[Directions for this task] Put every line of the items below into a JSON list of strings, one string per line, leaving out blank lines.

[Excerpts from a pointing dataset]
◆ ◆ ◆

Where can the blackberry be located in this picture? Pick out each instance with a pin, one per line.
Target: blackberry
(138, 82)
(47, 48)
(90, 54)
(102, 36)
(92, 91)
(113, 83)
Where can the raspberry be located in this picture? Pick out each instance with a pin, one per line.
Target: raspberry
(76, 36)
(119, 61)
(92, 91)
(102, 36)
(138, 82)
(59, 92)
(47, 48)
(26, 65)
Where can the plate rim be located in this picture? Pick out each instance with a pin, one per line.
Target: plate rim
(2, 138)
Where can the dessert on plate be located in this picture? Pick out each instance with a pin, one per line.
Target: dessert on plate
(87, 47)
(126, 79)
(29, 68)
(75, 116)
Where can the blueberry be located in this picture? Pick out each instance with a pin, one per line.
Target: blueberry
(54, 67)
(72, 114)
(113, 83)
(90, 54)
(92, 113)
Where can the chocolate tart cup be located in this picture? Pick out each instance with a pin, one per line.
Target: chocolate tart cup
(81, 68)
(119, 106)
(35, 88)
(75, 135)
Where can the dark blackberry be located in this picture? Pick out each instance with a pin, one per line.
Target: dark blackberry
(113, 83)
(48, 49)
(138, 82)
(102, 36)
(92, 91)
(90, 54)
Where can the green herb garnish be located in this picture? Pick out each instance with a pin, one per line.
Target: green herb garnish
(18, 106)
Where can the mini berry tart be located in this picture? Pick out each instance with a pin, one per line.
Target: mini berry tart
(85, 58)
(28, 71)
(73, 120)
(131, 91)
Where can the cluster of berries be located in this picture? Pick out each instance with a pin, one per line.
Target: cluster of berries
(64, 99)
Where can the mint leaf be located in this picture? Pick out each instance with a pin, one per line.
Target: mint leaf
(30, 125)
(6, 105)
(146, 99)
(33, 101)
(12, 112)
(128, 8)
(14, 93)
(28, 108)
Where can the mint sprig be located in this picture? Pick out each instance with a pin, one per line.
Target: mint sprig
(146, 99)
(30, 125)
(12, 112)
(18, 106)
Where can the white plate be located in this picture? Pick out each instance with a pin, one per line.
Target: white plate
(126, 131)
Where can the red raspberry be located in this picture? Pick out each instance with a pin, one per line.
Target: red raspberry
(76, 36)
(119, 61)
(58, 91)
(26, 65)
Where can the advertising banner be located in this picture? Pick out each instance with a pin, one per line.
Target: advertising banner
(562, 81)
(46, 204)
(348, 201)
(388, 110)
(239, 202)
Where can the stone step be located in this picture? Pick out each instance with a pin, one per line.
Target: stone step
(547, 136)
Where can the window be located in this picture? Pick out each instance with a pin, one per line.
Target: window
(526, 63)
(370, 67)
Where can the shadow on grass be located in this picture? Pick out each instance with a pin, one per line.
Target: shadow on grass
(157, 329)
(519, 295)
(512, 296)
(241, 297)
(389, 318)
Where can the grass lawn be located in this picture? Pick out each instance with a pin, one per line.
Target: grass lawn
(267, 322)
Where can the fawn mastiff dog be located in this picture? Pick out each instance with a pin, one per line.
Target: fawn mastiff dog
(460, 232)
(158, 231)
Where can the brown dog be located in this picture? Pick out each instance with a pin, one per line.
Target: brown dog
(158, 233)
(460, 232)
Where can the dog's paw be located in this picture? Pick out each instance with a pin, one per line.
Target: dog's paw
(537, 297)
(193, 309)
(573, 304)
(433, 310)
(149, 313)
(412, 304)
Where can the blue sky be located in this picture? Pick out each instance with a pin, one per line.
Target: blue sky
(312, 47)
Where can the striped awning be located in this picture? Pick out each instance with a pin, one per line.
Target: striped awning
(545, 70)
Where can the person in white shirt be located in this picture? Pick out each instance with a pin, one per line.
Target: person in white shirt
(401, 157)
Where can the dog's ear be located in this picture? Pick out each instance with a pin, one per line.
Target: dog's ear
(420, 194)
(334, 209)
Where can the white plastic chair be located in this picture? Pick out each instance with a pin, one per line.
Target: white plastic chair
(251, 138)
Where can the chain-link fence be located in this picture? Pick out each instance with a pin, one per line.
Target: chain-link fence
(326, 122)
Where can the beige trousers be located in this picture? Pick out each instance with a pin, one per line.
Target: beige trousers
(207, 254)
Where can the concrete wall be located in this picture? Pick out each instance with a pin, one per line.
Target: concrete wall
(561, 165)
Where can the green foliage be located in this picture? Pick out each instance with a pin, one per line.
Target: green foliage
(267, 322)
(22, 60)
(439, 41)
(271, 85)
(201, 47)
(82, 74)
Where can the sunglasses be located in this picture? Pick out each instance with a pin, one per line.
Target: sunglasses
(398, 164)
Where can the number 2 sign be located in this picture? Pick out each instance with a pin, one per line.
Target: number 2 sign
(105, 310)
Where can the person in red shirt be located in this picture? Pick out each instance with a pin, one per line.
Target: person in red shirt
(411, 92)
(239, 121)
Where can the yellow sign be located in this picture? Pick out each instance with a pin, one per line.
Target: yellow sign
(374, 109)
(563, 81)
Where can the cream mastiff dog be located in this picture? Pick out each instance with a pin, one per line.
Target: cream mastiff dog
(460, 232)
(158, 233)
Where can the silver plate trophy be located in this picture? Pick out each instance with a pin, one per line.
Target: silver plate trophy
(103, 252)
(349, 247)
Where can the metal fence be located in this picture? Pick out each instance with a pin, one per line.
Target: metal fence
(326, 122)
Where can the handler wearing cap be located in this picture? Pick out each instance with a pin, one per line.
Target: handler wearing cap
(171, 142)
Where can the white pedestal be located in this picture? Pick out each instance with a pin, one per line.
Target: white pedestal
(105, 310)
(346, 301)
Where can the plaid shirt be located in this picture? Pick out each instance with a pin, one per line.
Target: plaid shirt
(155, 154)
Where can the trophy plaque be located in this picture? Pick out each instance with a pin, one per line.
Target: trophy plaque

◆ ◆ ◆

[Answer]
[
  "Where can the blackberry be located in this picture? Pick out each instance with a pin, one per line.",
  "Target: blackberry",
  "(138, 82)",
  "(47, 48)",
  "(90, 54)",
  "(102, 36)",
  "(92, 91)",
  "(113, 83)",
  "Where can the raspberry be located in this picture? Pick out each instance with a pin, one per line.",
  "Target: raspberry",
  "(76, 36)",
  "(119, 61)",
  "(92, 91)",
  "(102, 36)",
  "(138, 82)",
  "(59, 92)",
  "(47, 48)",
  "(26, 65)",
  "Where can the plate rim be located in this picture? Pick out each instance with a pin, one per line.",
  "Target: plate rim",
  "(2, 138)",
  "Where can the dessert on plate be located in this picture? Pick out each instance with a pin, one per line.",
  "Target: dessert on plate",
  "(87, 47)",
  "(126, 79)",
  "(29, 68)",
  "(75, 116)",
  "Where can the blueberry be located in this picture? Pick out each instance with a pin, one per line.",
  "Target: blueberry",
  "(54, 67)",
  "(72, 114)",
  "(113, 83)",
  "(90, 54)",
  "(92, 113)",
  "Where can the chocolate tart cup be located in this picture? Pick out each instance with a pin, one per line.",
  "Target: chocolate tart cup",
  "(81, 68)",
  "(119, 106)",
  "(35, 88)",
  "(75, 135)",
  "Where can the dark blackberry be located in this picture? Pick out each instance with a pin, one per line.",
  "Target: dark blackberry",
  "(113, 83)",
  "(48, 49)",
  "(138, 82)",
  "(102, 36)",
  "(92, 91)",
  "(90, 54)",
  "Where can the green herb garnish be located in this picture? Pick out each instance with a pin, one per line.",
  "Target: green herb garnish",
  "(18, 106)",
  "Where can the mini berry tart be located in this picture? Pick out each instance with a pin, one per line.",
  "Target: mini berry tart",
  "(85, 58)",
  "(28, 71)",
  "(73, 120)",
  "(131, 91)",
  "Where can the cluster of berries be located in this picture? Pick out each instance with a pin, one per line.",
  "Target: cluster of berries",
  "(64, 99)",
  "Where can the mint leaf be located in this picture? Pick out each instance with a pin, one per line.",
  "Target: mint leaf",
  "(30, 125)",
  "(6, 105)",
  "(146, 99)",
  "(33, 101)",
  "(12, 112)",
  "(128, 8)",
  "(14, 93)",
  "(28, 108)",
  "Where can the mint sprig be located in this picture? Pick out each instance with a pin, one per line.",
  "Target: mint sprig",
  "(146, 99)",
  "(30, 125)",
  "(12, 112)",
  "(18, 106)",
  "Where can the white plate be located in this picture? Pick out each instance with a pin, one per line.",
  "Target: white plate",
  "(126, 131)",
  "Where can the red raspberry be located in this picture? Pick out each instance with a pin, one per line.",
  "Target: red raspberry",
  "(76, 36)",
  "(119, 61)",
  "(58, 91)",
  "(26, 65)",
  "Where can the advertising banner be located in this picture? Pick out each instance with a pin, one per line.",
  "Target: advertising banner",
  "(562, 81)",
  "(46, 204)",
  "(348, 201)",
  "(388, 110)",
  "(239, 202)",
  "Where can the stone step be located in this picture? Pick out each instance with a pin, one per line.",
  "Target: stone step",
  "(547, 136)",
  "Where can the window be located in this picture? Pick out each instance with a pin, one per line.",
  "Target: window",
  "(526, 63)",
  "(370, 67)",
  "Where can the shadow on grass be located in this picture? Pick out each instance with a pin, one per line.",
  "Target: shadow on grass",
  "(157, 329)",
  "(519, 295)",
  "(512, 296)",
  "(241, 297)",
  "(389, 318)",
  "Where can the grass lawn be located in this picture? Pick out each instance with a pin, one per line.",
  "Target: grass lawn",
  "(267, 322)",
  "Where can the fawn mastiff dog be located in this picture? Pick out each instance with a pin, one per line.",
  "Target: fawn mastiff dog",
  "(460, 232)",
  "(158, 231)",
  "Where can the brown dog be located in this picture? Pick out each instance with a pin, one per line.",
  "Target: brown dog",
  "(158, 233)",
  "(460, 232)",
  "Where can the dog's paw be located in this picture? Pick out each instance with a pin, one per line.",
  "Target: dog's paw",
  "(537, 297)",
  "(193, 309)",
  "(573, 304)",
  "(433, 310)",
  "(149, 313)",
  "(412, 304)",
  "Where can the blue sky be located in this picture? Pick out each instance with a pin, one per line.",
  "Target: blue sky",
  "(312, 47)",
  "Where can the striped awning be located in this picture? Pick out each instance with a pin, one per line.",
  "Target: striped awning",
  "(545, 70)",
  "Where can the person in white shirt be located in this picture? Pick out each instance with a pin, one per line.",
  "Target: person in white shirt",
  "(401, 157)",
  "Where can the dog's ear be located in this picture? Pick out each instance with a pin, one per line.",
  "Target: dog's ear",
  "(420, 194)",
  "(334, 209)",
  "Where can the white plastic chair be located in this picture? Pick out each instance with a pin, one per line.",
  "Target: white plastic chair",
  "(251, 138)",
  "Where can the chain-link fence be located in this picture? Pick out each instance with a pin, one per line.",
  "Target: chain-link fence",
  "(326, 122)",
  "Where can the beige trousers be located in this picture? Pick out each instance with a pin, one per line.",
  "Target: beige trousers",
  "(207, 254)",
  "Where can the concrete wall be located in this picture? Pick out each instance with a pin, one per line.",
  "Target: concrete wall",
  "(561, 165)",
  "Where can the green foliage be located in this picture? Pick out each instance with a pin, one per line.",
  "Target: green foliage",
  "(267, 322)",
  "(22, 60)",
  "(439, 41)",
  "(271, 85)",
  "(201, 47)",
  "(82, 74)",
  "Where can the sunglasses be located in this picture? Pick out each instance with a pin, one per line.",
  "Target: sunglasses",
  "(398, 164)",
  "Where can the number 2 sign be located in this picture? Pick out each instance with a pin, one per line.",
  "Target: number 2 sign",
  "(105, 310)",
  "Where can the person in red shirt be located in this picture? Pick out each instance with a pin, one per line.",
  "Target: person in red shirt",
  "(411, 92)",
  "(239, 121)",
  "Where can the yellow sign be located in this picture? Pick out each instance with a pin, one per line.",
  "Target: yellow sign",
  "(374, 109)",
  "(563, 81)",
  "Where can the cream mastiff dog be located in this picture? Pick out each instance with a pin, one per line.",
  "Target: cream mastiff dog",
  "(460, 232)",
  "(158, 233)",
  "Where can the silver plate trophy be located in this picture? Pick out each instance with a pin, one per line.",
  "Target: silver plate trophy",
  "(103, 252)",
  "(349, 247)",
  "Where can the metal fence be located in this picture? Pick out each instance with a pin, one per line.",
  "Target: metal fence",
  "(326, 122)",
  "Where can the handler wearing cap be located in this picture? Pick out each instance with a pin, one per line.",
  "Target: handler wearing cap",
  "(171, 142)",
  "Where can the white pedestal be located in this picture? Pick out each instance with a pin, one per line.",
  "Target: white pedestal",
  "(105, 310)",
  "(346, 301)",
  "Where can the plaid shirt be located in this picture? Pick out each instance with a pin, one per line.",
  "Target: plaid shirt",
  "(155, 154)",
  "Where can the trophy plaque be located in this picture? Pick out each instance with a pin, one per line.",
  "Target: trophy plaque"
]